— START —
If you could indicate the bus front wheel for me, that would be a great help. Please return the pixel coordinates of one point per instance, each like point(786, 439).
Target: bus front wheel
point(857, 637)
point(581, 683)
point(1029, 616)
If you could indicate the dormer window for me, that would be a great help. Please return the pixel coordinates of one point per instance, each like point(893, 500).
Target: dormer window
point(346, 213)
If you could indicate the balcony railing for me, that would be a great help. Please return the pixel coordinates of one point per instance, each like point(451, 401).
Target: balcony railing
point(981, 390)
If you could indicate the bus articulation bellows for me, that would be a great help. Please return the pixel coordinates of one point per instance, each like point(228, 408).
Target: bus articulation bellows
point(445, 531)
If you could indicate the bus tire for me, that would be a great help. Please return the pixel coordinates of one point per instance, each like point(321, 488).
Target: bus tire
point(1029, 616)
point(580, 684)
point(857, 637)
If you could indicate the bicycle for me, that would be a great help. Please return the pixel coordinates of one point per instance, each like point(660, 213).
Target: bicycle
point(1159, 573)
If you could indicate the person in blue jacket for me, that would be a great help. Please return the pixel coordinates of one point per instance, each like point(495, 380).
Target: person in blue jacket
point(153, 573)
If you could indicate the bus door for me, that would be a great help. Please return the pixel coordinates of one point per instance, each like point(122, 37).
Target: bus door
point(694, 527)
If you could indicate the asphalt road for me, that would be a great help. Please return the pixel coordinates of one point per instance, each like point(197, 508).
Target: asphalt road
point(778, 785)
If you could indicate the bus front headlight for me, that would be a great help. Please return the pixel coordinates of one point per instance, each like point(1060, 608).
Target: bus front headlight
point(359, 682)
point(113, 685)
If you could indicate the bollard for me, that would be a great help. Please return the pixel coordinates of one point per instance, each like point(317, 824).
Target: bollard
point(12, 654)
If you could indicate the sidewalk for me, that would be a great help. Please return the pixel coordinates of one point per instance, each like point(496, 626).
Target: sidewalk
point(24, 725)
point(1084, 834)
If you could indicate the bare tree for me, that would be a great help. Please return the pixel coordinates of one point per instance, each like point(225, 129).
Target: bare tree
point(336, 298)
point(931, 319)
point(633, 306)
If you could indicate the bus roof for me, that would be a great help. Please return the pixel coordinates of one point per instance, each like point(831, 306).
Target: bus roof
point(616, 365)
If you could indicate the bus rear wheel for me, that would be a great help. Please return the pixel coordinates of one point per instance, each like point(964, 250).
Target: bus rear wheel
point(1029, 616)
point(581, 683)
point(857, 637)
— END —
§ **Aim of the task**: Reproduce all of the lines above, substituting "traffic post" for every occurrence of "bollard" and leaving everything else unchanged.

§ **Full solution**:
If you could indicate the bus front wheel for me, that would be a great help. Please return the pixel coordinates of one point per instance, each like point(786, 439).
Target: bus front wheel
point(857, 637)
point(581, 683)
point(1029, 616)
If you could indicate the dormer window for me, that would be a great help. Please return the pixel coordinates of one point per instance, each like point(893, 500).
Target: dormer window
point(346, 213)
If you could indicate the balcony railing for me, that would be a great help. Please return the pixel coordinates of one point per instance, each like point(451, 401).
Target: balcony railing
point(981, 390)
If you could indicate the bus articulation bellows for me, that would be a great help. Please return the pixel coordinates of one point per instance, each like point(228, 408).
Target: bus articulation bellows
point(445, 531)
If you could indicate the bus tire for me, that would be a great help. Please return the pixel coordinates of one point per instance, each like point(321, 488).
Target: bus tire
point(1029, 616)
point(580, 684)
point(857, 637)
If you could indicate the bicycle for me, that would be a great help. Please return the pixel coordinates of one point per instance, each like point(660, 213).
Target: bicycle
point(1159, 573)
If you could indicate the person in blue jacket for me, that would be a great help. Please return the pixel coordinates of one point per instance, each like point(495, 380).
Target: person in blue jacket
point(153, 573)
If you could indicate the bus door for me, that would be a great help. Please return the pixel coordinates of one point per instance, each like point(122, 37).
Target: bus door
point(694, 527)
If you could indicate the asphalt road for me, that would be a great help. Please return the pixel coordinates of one point per instance, each like point(197, 508).
Target: asphalt road
point(778, 785)
If you could indicate the bus front headlight for me, that would be a great help. Please return the pixel coordinates of one point per instance, each like point(1060, 608).
Target: bus front headlight
point(359, 682)
point(113, 685)
If you could indicate the traffic post for me, that would be a great help. Please return the pixel coordinates of one point per instance, each like point(317, 824).
Target: traffic post
point(12, 654)
If you could indicate the sidewalk for me, that would be a great help. Please return the pixel coordinates of one point per instance, each like point(496, 626).
Target: sidewalk
point(24, 725)
point(1084, 834)
If you could indicate the bare tree for me, that would be a great help. Please return the pixel coordinates of one point per instance, each like point(225, 129).
Target: bare tree
point(336, 298)
point(931, 319)
point(633, 306)
If you could indicate the bus roof for me, that would be a great help. Please return the pixel coordinates of one point per instance, each like point(831, 306).
Target: bus roof
point(616, 365)
If you could indicate the bus rear wheel for me, that would be a great help. Please return the pixel coordinates of one point per instance, each like point(964, 250).
Target: bus rear wheel
point(1029, 616)
point(581, 683)
point(857, 637)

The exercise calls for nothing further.